*Short task A*: In the coolant-leak thread, rewrite the paragraph starting "Look for internal leaks under carpet" as a short bulleted list that keeps its main points.
*Short task B*: Summarize the coolant-leak thread in two sentences.
*Short task C*: In the coolant-leak thread, how often does the owner have to fill the radiator?

*Source passage*:
# 2001 Saturn SC2 loss of radiator fluid..



## Windows on Wash (Aug 30, 2011)

Head gaskets can be weeper and internal to the point that they won't blow as much smoke as you think. Kind of like a constant steam cleaning of the engine.

Pressure test is or get get a sniffer hooked up to the overflow bottle.


----------



## ukrkoz (Dec 31, 2010)

Look for internal leaks under carpet. Leaks on firewall, where hoses enter heater core.
KISS it. Buy contrast dye and shine UV light under everywhere.
Weeping leak won't do this and yes, engine would run ****ty. You have MAJOR leak somewhere.


----------



## noquacks (Jun 5, 2010)

Doc Holliday said:


> No evidence of radiator fluid, at this point it's all water, leaking or dripping onto the ground underneath the car. This only began recently, I have to fill up radiator (through overfill bottle) pretty much twice daily.
> 
> I've changed the thermostat and at that time a lot of water spewed from the radiator, and I though I had it licked but nope, next day the low radiator dash light came on as the car began reaching halfway hot line.
> 
> ...


Doc,

Im not clear on this so far- are you saying above you only have water in the cooling system? No antifreeze fluid mixed in? Cuz you say the puddle is "all water"........


----------



## noquacks (Jun 5, 2010)

Cuz Im reading so far "no evidence of fluid...its all water..." , so then how can the water seperate (??)


----------



## ukrkoz (Dec 31, 2010)

Sounds like he "saved a buck or 2" and simply kept adding water instead of coolant. At that rate of leak, I am not even blaming him.


----------



## noquacks (Jun 5, 2010)

OK, I get it UK. Thaks, Yes, as advised above, time to rent (for free) a psi tester from AZ. Pump it up to about 35 psi, I think........ythen observe and marvel at the seepage. LOL


----------



## Doc Holliday (Mar 12, 2011)

*Data supplied*:
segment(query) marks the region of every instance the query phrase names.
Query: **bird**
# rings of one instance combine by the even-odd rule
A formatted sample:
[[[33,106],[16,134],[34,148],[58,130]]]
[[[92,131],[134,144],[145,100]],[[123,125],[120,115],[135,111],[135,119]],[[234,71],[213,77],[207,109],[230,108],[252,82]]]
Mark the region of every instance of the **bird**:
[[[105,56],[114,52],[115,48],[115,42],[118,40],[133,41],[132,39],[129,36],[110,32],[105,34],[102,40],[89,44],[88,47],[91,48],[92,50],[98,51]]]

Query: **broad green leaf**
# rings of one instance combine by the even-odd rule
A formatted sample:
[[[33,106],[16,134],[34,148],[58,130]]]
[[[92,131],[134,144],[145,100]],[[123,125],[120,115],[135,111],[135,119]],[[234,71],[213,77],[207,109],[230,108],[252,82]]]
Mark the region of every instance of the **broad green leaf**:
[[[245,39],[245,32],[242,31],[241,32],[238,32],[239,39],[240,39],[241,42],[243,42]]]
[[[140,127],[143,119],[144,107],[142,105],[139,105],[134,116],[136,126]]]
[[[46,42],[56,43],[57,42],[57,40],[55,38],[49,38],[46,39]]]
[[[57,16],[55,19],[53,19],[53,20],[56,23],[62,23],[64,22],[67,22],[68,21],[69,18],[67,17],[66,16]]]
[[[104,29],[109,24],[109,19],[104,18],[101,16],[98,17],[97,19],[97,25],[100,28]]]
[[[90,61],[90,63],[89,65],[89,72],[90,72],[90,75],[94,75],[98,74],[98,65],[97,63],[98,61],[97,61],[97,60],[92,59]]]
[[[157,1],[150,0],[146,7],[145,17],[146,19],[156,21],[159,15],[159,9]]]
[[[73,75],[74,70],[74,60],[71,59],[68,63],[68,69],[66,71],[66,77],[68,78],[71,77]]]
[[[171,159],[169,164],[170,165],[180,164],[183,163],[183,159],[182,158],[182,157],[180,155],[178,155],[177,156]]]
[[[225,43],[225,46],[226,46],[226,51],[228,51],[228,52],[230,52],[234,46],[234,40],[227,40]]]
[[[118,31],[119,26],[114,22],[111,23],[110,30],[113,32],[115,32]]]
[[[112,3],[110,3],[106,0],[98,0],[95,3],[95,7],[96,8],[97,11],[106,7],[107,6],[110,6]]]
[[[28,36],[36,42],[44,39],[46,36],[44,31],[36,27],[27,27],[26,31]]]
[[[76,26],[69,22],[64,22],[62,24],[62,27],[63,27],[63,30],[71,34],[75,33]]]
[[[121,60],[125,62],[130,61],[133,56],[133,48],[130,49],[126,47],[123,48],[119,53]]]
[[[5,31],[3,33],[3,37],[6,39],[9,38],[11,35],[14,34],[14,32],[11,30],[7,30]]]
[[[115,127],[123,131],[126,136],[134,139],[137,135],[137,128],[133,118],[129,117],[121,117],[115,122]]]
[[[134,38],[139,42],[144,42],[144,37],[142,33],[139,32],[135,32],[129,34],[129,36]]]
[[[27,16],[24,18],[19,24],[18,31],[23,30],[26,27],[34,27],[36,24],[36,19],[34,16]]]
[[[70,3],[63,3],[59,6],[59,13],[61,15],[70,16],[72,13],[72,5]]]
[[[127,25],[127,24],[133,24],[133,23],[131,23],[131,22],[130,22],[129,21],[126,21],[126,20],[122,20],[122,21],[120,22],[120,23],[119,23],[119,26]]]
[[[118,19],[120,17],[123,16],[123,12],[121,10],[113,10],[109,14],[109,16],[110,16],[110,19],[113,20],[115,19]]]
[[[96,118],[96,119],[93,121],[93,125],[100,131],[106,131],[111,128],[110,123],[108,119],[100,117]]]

*Expected answer A*:
- Check under the carpet for internal leaks.
- Check the firewall where the hoses enter the heater core.
- Keep it simple: buy contrast dye and shine a UV light everywhere.
- A weeping leak would not cause this, and the engine would run badly; there is a major leak somewhere.

*Expected answer B*: The owner of a 2001 Saturn SC2 reports water leaking onto the ground and having to refill the radiator about twice a day, even after changing the thermostat. Replies suggest an internal weeping head gasket, a major leak traced with contrast dye and a UV light, and a pressure test at about 35 psi with a tester rented free from AZ.

*Expected answer C*: Pretty much twice daily.